[Dataset excerpts on object pointing]
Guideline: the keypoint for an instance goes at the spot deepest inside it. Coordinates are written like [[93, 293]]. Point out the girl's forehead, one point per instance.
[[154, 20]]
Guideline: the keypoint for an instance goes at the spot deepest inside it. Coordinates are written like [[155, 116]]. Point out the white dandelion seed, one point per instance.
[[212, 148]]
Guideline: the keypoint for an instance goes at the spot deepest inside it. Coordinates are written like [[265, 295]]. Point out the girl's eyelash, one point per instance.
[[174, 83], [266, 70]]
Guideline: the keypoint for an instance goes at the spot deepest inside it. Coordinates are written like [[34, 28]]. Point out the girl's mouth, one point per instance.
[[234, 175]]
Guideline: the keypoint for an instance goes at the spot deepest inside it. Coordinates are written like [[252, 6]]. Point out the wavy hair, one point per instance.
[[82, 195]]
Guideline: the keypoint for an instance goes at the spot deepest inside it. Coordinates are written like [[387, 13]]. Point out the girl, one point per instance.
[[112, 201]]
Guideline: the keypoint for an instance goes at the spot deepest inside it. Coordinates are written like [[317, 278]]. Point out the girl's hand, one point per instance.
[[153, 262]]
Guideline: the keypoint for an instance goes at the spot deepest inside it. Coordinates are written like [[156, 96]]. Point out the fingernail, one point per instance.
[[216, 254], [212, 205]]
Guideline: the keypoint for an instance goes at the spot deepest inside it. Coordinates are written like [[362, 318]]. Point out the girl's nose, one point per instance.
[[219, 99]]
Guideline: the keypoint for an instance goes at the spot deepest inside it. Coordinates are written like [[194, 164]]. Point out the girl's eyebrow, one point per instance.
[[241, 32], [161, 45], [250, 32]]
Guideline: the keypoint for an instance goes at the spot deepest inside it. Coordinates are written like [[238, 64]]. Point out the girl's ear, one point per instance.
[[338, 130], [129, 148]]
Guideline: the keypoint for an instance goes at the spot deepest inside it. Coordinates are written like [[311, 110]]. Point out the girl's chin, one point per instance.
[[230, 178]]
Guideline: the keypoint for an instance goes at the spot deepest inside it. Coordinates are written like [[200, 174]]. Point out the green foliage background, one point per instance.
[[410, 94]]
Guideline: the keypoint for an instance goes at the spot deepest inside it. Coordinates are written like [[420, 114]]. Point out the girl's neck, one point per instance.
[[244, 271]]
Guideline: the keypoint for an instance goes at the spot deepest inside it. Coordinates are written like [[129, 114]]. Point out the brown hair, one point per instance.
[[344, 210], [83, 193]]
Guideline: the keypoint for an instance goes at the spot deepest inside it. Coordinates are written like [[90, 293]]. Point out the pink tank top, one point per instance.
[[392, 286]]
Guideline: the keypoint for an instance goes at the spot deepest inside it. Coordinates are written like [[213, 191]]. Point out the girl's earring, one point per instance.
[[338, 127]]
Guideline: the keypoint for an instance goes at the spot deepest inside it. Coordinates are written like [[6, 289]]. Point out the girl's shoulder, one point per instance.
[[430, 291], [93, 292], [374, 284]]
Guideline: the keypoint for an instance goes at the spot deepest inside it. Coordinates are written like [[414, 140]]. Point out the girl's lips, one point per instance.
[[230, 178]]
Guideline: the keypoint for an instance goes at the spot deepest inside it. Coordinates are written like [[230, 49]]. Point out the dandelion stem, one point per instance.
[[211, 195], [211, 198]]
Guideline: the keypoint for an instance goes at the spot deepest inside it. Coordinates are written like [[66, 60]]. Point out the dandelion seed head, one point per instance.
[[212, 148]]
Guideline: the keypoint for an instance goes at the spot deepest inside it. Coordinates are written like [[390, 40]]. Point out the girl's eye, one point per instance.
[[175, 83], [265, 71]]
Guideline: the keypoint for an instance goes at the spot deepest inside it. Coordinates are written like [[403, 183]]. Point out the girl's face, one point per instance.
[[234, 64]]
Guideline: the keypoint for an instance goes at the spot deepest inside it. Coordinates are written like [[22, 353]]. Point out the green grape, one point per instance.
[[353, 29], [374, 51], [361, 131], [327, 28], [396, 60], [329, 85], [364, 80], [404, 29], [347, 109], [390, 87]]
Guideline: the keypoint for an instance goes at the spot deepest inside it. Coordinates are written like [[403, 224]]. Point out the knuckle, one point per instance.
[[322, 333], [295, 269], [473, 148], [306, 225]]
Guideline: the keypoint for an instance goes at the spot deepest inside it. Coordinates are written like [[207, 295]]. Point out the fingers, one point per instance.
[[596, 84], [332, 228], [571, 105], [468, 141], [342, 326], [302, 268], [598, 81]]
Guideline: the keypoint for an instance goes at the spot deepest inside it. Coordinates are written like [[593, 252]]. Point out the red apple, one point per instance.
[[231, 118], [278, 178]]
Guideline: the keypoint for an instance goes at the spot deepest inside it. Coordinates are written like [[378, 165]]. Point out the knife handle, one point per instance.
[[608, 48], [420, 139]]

**Instructions to follow:** Rewrite all of the data above with "one point per instance" swapped for "one point for each instance" wherever it occurs. Keep everything else unchanged.

**Complete answer:**
Guideline: the keypoint for an instance goes at the spot deepest inside it. Coordinates are written like [[93, 293]]. Point out the girl's forehead, one point for each instance.
[[154, 20]]
Guideline: the keypoint for an instance goes at the spot deepest inside it. Coordinates are written like [[155, 116]]. Point out the white dandelion seed, one point for each instance.
[[212, 148]]
Guideline: the keypoint for an instance goes at the spot deepest inside it. Coordinates are written like [[265, 295]]. Point out the girl's eyelash, one point for each instance.
[[174, 83], [266, 70]]
Guideline: the keypoint for an instance goes at the spot deepest inside it. Coordinates are written like [[34, 28]]. Point out the girl's mouth, one point for each instance.
[[234, 175]]
Guideline: the keypoint for an instance goes at the spot deepest inside it. Coordinates are written like [[252, 6]]. Point out the wavy hair, one point for each instance.
[[82, 195]]
Guideline: the keypoint for an instance goes at the spot deepest inside it. Coordinates are written like [[387, 13]]. Point out the girl, one point for each instance.
[[112, 201]]
Guideline: the keypoint for an instance goes at the spot deepest inside it. Coordinates are written like [[317, 278]]. Point out the girl's hand, one point for each instance.
[[153, 262]]
Guideline: the keypoint for an instance goes at the spot deepest inside it. Coordinates are written like [[156, 96]]. Point out the fingernail, one point for each instance.
[[216, 254], [212, 205]]
Guideline: the keypoint for an instance goes at the spot deepest inside it. Coordinates are written like [[362, 318]]. Point out the girl's nose, one point for each instance.
[[219, 99]]
Guideline: the keypoint for an instance goes at the spot deepest inside it. Coordinates are written like [[194, 164]]. Point out the girl's eyebrow, one point for each instance.
[[241, 32], [161, 45], [250, 32]]
Guideline: the keypoint for an instance goes at the spot deepest inside it. Coordinates are written like [[238, 64]]. Point out the girl's ear, one point for each instance.
[[338, 130], [129, 148]]
Guideline: the keypoint for an instance goes at the spot deepest inside it. Coordinates are written like [[311, 110]]. Point out the girl's chin, one point for each instance.
[[230, 178]]
Guideline: the keypoint for an instance goes at the spot deepest inside it. Coordinates are written like [[200, 174]]. Point out the green foliage background, one point for each instance.
[[410, 94]]
Guideline: the keypoint for an instance goes at the spot deepest inside it. Coordinates are written like [[420, 114]]. Point out the girl's neck, one point for each instance.
[[244, 271]]
Guideline: the keypoint for an instance goes at the spot deepest inside it. Coordinates are written like [[129, 114]]. Point out the brown hair, one point for each instance.
[[344, 210], [83, 193]]
Guideline: the keypoint for an instance goes at the spot deepest inside it. Coordinates are written like [[90, 293]]. Point out the pink tank top, one point for each instance.
[[392, 286]]
Guideline: the keypoint for an instance goes at the spot deepest inside it. Coordinates are written like [[213, 191]]. Point out the girl's earring, one point for each instance.
[[338, 127]]
Guideline: the keypoint for an instance goes at the spot deepest inside it. Coordinates are written like [[6, 289]]. Point out the girl's shoulder, one point for each instance.
[[430, 291], [93, 292], [374, 284]]
Guideline: the keypoint for an instance goes at the spot deepest inside it. Coordinates are written like [[414, 140]]. Point out the girl's lips, one point for each instance.
[[230, 178]]
Guideline: the keypoint for an instance goes at the spot deepest inside it. Coordinates are written like [[230, 49]]. Point out the dandelion stem, one point for each instance.
[[211, 195], [211, 198]]
Guideline: the keypoint for an instance goes at the spot deepest inside it. Coordinates are written like [[66, 60]]. Point out the dandelion seed head, one point for each instance.
[[212, 148]]
Guideline: the keypoint for an instance goes at the spot deepest inside it. Coordinates are written like [[390, 40]]. Point out the girl's eye, one point for each instance.
[[175, 83], [265, 71]]
Guideline: the keypoint for an instance goes at the spot deepest inside it. Coordinates are written like [[403, 183]]. Point out the girl's face, one point for each instance.
[[234, 64]]
Guideline: the keypoint for an instance goes at the spot deepest inside it. Coordinates are written like [[22, 353]]. Point out the green grape, one point for each instance.
[[353, 29], [374, 51], [361, 131], [327, 28], [396, 60], [329, 85], [364, 80], [404, 29], [347, 109], [390, 87]]
Guideline: the keypoint for an instance goes at the spot deepest inside it. Coordinates are written like [[403, 224]]. Point out the knuckle, one point for each instance.
[[322, 333], [295, 269], [473, 148], [306, 225]]
Guideline: the keypoint for an instance goes at the spot deepest inside it. Coordinates are written like [[207, 295]]. Point out the fingers, one point for each instance.
[[596, 84], [332, 228], [571, 105], [468, 141], [342, 326], [302, 268], [598, 81]]
Guideline: the keypoint for an instance goes at the spot deepest inside it. Coordinates are written like [[593, 252]]. Point out the red apple, one point for each instance.
[[231, 118], [278, 178]]
Guideline: the keypoint for an instance goes at the spot deepest inside it. Coordinates are written like [[378, 165]]. Point out the knife handle, one point for each instance.
[[608, 48], [420, 139]]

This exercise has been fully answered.